Directions
Rewrite the items from the line holding "locate tall palm trunk, a point per instance." through the end of the items, inclusive, with "one space apart" replaced by "separated by a space" and everything else unchanged. Leave the pictures out of your answer.

Supplied records

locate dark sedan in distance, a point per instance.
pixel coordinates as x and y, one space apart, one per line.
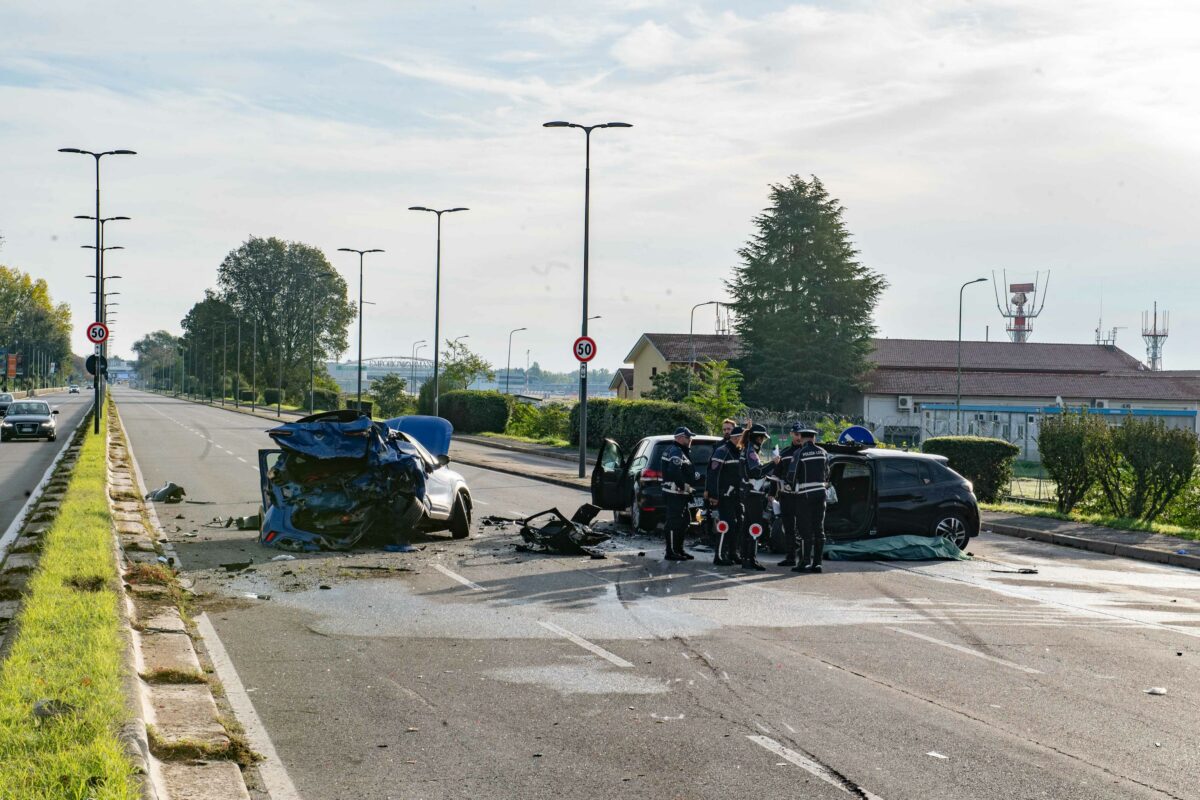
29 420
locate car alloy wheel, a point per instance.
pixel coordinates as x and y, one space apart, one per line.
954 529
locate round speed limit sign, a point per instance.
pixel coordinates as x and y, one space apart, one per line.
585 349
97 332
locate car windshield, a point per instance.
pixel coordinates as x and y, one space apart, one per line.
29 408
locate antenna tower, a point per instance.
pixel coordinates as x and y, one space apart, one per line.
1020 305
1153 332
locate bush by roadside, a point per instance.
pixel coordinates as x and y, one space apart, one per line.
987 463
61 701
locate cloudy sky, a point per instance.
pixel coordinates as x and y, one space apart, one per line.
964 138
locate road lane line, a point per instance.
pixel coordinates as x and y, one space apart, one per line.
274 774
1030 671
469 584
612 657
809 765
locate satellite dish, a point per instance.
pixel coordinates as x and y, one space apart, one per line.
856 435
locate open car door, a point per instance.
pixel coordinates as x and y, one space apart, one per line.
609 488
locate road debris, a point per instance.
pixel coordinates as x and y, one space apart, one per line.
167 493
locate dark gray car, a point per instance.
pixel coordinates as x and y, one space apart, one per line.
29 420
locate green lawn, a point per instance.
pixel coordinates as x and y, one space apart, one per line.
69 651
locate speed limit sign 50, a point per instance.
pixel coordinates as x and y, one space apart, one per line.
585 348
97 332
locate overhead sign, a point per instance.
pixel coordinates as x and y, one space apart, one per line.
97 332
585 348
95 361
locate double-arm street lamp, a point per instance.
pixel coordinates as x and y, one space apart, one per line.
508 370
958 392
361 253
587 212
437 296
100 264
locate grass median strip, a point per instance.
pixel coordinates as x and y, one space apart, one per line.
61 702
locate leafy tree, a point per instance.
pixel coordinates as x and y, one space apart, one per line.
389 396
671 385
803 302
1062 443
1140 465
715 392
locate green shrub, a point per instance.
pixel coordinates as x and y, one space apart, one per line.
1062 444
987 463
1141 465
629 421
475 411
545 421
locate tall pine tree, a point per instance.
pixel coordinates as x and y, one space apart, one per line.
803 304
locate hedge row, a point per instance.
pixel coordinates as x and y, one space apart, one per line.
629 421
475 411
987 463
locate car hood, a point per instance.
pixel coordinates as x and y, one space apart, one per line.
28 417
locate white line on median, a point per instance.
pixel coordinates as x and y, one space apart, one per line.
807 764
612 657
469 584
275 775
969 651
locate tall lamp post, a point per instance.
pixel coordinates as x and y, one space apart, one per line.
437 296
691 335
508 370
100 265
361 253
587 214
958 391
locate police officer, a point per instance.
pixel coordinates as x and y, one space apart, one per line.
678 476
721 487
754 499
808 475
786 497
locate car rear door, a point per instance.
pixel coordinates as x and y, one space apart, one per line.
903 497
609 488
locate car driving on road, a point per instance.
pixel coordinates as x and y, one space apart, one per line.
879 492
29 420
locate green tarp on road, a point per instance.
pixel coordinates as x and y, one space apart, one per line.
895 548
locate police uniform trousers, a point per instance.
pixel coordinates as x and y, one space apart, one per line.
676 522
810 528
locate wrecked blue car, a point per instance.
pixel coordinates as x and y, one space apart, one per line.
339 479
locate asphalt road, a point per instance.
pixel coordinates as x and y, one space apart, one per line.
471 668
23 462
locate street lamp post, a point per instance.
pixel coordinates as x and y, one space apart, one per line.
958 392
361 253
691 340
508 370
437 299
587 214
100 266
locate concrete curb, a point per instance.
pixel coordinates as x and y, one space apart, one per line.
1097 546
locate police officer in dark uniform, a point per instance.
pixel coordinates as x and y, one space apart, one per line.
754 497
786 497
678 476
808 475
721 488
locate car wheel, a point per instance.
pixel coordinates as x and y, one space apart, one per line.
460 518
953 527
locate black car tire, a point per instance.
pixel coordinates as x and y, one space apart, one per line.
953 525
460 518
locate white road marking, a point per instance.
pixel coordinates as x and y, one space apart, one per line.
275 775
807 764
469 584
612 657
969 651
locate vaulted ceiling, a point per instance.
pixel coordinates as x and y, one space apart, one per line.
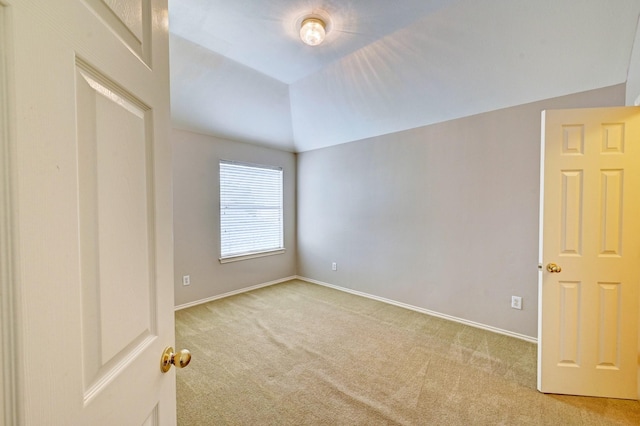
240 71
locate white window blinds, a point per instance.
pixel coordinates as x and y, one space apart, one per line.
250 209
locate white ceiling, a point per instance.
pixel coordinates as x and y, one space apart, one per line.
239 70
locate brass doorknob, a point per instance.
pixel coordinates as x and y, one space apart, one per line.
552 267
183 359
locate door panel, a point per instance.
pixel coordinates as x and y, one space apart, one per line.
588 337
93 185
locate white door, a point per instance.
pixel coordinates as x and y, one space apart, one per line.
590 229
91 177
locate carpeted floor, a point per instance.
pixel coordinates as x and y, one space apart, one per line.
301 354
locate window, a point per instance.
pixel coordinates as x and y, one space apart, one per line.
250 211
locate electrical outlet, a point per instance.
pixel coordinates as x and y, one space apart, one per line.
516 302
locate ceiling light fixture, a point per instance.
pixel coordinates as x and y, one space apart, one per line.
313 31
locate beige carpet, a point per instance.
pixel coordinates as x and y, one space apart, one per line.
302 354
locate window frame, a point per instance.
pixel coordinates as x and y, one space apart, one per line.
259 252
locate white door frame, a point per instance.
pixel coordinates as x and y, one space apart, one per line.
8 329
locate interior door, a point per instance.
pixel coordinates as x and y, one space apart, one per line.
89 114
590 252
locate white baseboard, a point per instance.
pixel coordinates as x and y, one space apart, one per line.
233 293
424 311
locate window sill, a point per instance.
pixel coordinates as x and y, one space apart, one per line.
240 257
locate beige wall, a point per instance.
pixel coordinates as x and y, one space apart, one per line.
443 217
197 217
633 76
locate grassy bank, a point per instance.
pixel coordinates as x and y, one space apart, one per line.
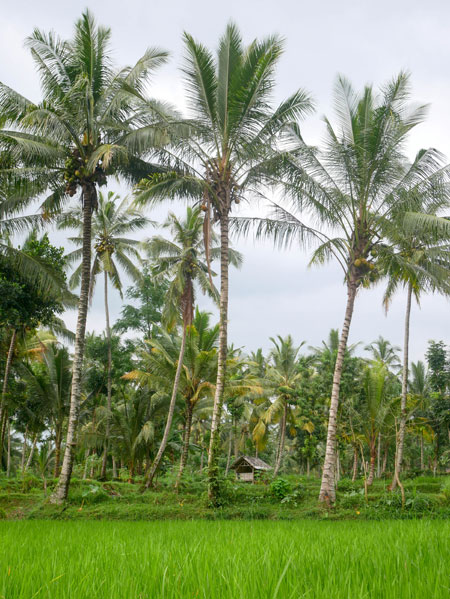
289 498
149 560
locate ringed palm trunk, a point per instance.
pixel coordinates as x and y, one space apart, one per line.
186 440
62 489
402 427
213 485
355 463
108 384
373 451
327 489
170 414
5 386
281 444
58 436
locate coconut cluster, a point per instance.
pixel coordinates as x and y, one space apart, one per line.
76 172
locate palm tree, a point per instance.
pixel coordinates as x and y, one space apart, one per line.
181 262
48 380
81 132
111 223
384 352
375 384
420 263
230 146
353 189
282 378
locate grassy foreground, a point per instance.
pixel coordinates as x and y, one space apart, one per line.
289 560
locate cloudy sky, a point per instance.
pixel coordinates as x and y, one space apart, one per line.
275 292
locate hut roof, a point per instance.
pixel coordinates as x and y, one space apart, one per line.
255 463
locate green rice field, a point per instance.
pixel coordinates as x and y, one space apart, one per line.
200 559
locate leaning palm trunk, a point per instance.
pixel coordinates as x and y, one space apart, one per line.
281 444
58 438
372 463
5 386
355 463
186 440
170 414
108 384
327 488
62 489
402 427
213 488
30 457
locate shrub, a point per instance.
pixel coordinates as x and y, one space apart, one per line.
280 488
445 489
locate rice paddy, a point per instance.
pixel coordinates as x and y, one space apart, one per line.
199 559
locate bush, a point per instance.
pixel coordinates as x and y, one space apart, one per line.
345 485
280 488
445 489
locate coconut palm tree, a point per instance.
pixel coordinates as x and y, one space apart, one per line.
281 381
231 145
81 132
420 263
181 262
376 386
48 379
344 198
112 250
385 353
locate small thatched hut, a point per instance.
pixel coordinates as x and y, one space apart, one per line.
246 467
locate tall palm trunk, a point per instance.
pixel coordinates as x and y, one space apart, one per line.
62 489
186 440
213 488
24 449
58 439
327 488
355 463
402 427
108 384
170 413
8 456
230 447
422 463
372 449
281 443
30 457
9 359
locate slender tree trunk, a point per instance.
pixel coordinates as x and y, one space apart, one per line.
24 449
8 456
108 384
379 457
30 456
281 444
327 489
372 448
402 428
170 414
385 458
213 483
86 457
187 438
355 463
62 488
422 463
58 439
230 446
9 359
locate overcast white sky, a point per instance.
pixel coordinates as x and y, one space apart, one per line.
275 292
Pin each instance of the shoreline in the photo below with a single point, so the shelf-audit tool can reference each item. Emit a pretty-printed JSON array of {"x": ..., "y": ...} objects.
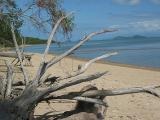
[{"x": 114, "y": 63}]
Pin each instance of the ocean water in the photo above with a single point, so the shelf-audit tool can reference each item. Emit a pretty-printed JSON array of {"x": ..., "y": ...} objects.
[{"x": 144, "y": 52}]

Output below
locate tall palm trunk, a point per instance.
pixel coordinates as x and y, separated by a space, one per line.
62 489
186 440
213 488
24 449
58 439
327 488
355 463
402 427
108 384
170 413
8 456
230 447
422 463
372 449
281 443
30 457
9 359
locate slender tree trunk, a point per instance.
pixel coordinates as x and y, separated by a space, one per line.
24 449
8 456
108 384
379 457
30 456
281 444
327 489
372 448
402 428
170 414
385 458
213 483
86 457
187 438
355 463
62 488
422 463
58 439
230 446
9 359
locate overcast white sky, a point per instance.
pixel coordinates as x and y, separated by a space, one per line.
275 292
Pin each instance of the shoreline in the photo below with a single point, so the shelf-audit tool can reference each item. Emit a pretty-printed JSON array of {"x": ..., "y": ...} objects.
[{"x": 114, "y": 63}]
Pin each instance of the ocean water in the photo above with a single point, so the shelf-audit tool can reference each item. Emit a pretty-printed JSON array of {"x": ..., "y": ...} objects.
[{"x": 144, "y": 52}]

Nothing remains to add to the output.